| Task brief |
Exactly the lines from the one containing "point: grass |" to the last line of the records, inclusive, are to be transcribed; include no others.

=======

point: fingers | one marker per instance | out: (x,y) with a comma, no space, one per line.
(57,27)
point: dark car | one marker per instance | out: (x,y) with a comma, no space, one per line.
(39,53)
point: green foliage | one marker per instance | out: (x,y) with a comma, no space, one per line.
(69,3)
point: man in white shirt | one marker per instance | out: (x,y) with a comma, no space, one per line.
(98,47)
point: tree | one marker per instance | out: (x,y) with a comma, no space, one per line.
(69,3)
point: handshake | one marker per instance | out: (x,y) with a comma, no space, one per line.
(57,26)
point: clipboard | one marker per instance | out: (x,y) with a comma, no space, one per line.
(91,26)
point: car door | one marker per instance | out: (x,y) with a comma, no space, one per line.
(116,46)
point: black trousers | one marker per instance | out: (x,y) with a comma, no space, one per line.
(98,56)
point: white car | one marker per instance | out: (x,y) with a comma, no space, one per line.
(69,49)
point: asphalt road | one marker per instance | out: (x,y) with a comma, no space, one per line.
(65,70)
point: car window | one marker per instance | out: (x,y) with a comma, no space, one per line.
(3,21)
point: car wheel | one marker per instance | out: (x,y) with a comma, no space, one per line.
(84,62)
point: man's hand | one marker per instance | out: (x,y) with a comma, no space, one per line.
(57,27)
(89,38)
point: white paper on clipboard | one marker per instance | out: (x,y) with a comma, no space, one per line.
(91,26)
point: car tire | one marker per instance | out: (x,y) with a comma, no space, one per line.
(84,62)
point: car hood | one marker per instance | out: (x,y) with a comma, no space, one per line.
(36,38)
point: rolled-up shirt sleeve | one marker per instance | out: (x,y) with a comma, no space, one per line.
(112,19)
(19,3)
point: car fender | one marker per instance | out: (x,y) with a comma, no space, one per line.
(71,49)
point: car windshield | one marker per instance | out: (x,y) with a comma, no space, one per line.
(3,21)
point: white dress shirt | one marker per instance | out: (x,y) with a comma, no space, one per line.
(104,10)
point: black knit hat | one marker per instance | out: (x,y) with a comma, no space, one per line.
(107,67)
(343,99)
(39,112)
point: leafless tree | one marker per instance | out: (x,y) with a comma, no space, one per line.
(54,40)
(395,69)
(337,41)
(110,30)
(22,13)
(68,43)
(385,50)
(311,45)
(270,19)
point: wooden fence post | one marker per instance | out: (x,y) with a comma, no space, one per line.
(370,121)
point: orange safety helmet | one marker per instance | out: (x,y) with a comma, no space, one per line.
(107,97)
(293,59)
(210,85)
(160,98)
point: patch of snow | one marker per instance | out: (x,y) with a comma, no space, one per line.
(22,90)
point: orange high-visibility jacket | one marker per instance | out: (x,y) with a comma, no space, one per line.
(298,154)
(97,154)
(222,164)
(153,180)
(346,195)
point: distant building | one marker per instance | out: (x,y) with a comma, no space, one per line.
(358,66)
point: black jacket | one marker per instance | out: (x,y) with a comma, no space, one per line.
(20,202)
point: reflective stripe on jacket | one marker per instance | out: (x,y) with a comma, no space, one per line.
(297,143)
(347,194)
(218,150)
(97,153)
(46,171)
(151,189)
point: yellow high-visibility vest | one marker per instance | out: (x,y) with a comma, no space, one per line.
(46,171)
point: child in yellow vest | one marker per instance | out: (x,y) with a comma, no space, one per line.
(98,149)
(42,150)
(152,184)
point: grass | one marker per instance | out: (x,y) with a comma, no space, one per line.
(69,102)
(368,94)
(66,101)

=======

| Answer area |
point: grass | one marker per instance | out: (x,y) with a comma, no space, one per line.
(69,102)
(368,94)
(66,101)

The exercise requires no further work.